## Exercise
I would like the records restated word for word, without the pictures.

Saved entries:
..........

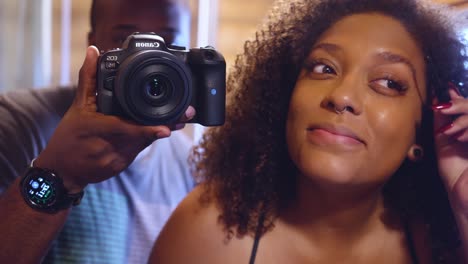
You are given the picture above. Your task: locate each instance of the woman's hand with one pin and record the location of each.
(88, 146)
(451, 139)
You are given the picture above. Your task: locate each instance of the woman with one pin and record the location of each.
(328, 155)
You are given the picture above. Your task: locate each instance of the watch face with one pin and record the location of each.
(40, 188)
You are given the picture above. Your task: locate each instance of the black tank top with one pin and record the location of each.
(407, 230)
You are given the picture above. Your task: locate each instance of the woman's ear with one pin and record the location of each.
(415, 153)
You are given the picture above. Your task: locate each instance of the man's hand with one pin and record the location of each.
(89, 147)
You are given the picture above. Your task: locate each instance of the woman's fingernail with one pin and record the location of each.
(454, 88)
(442, 106)
(161, 134)
(444, 128)
(190, 113)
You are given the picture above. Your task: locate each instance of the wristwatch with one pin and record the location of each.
(44, 191)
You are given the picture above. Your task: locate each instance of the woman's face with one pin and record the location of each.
(368, 66)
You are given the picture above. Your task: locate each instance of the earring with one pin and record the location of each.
(416, 153)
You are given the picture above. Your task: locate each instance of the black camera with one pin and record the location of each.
(153, 84)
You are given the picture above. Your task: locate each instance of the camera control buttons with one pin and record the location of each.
(109, 83)
(111, 65)
(175, 47)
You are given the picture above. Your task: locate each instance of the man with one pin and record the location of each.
(120, 214)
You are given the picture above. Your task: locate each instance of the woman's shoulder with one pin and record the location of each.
(193, 234)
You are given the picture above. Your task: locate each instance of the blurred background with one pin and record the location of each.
(43, 41)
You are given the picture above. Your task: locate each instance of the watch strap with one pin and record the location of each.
(63, 200)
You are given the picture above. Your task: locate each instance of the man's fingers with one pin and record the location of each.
(86, 91)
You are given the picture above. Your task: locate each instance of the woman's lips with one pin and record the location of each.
(335, 135)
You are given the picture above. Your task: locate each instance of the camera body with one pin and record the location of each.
(153, 84)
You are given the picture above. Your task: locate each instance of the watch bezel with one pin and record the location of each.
(60, 199)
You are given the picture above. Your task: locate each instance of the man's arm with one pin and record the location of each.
(86, 147)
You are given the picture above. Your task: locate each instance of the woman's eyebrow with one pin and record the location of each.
(396, 58)
(329, 47)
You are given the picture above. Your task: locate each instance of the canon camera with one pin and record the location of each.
(153, 83)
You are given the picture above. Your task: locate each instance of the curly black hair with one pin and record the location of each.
(245, 163)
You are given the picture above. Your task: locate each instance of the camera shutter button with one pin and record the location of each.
(109, 83)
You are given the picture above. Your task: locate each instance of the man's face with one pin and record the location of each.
(116, 19)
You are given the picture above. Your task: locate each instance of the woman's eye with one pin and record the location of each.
(391, 84)
(322, 69)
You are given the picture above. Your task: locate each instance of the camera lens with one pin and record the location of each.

..........

## Exercise result
You are given the picture above. Your task: locate each instance of the woman's hand with one pin and record the location of each.
(88, 146)
(451, 139)
You are given the picture above. Your task: locate each instance of the woman with one pin and record the location of each.
(328, 155)
You are given the picture above. Your task: locate each instance of the watch face with one pin and record the location of each.
(40, 188)
You are given the picture above. Your task: locate each instance of the black tank top with one pin and record the location of each.
(407, 230)
You are given the picture above. Your task: locate each instance of the woman's ear with one pin and record the location of each.
(415, 153)
You are given the picture above. Your task: locate each instance of the man's hand with one pin and record the location of each.
(89, 147)
You are given the picture above. Your task: locate each instance of the woman's fingernail with one pin and record the location of each.
(454, 88)
(442, 106)
(161, 134)
(444, 128)
(190, 113)
You are given the picture above. Your task: locate each instance of the wristwatch with one pin and record the location of each.
(44, 191)
You are given the picture above. Your task: locate each instance of the woman's face with one pin and record the location of each.
(368, 66)
You are given the picture above. Your task: locate each instance of the earring with one pin and record the location of each.
(416, 153)
You are given the picture above. Your task: locate each instance of the black camera with one pin and record the location of each.
(153, 84)
You are given the picture above. Your task: locate each instance of the camera control buttons with one pin and record the location of each.
(109, 83)
(111, 65)
(175, 47)
You are given the picture above. Your task: locate each instance of the man with one pin and record the location of each.
(120, 214)
You are given the picture above. Your task: locate each instance of the woman's shoulder with one pin and record the location of each.
(193, 234)
You are given the picture above. Your task: locate each instance of the blurred background with one pin and record the location of each.
(43, 41)
You are given the picture above. Your task: locate each instance of the watch strap with one pin and record the location of each.
(63, 200)
You are given the picture above. Your task: locate each instance of the man's fingers with one pin and record the location of each.
(86, 91)
You are given the picture above. Your task: locate each instance of the woman's lips with one pin and record the location of each.
(335, 135)
You are given the picture above. Your task: locate each instance of the camera body with one pin and record the location of each.
(153, 84)
You are given the picture above. Your task: locate each instance of the watch bezel with one pin and record the location of each.
(60, 199)
You are given the picture above. Your task: locate each instance of the man's arm with one pin and record the location of each.
(86, 147)
You are given the picture above. Your task: locate each instance of the woman's eyebrow with one pin and record the location of each.
(396, 58)
(329, 47)
You are given the picture above. Your task: locate each instance of the canon camera with one pin and record the location of each.
(153, 83)
You are given the picture above. Your task: locate each instance of the curly black hair with one pin and record the location of each.
(245, 163)
You are given the picture above. Your task: locate each instance of the camera shutter button with one pin and record the location of each.
(109, 83)
You are given the picture above. Your task: locate each instance of the man's face with one pin and record the location of each.
(116, 19)
You are given the picture above. Your task: locate each instance of the woman's eye with one pin and record the location of each.
(391, 84)
(322, 69)
You are given the picture above. Your task: locate each instance of the camera lens with one pin and record the location of each.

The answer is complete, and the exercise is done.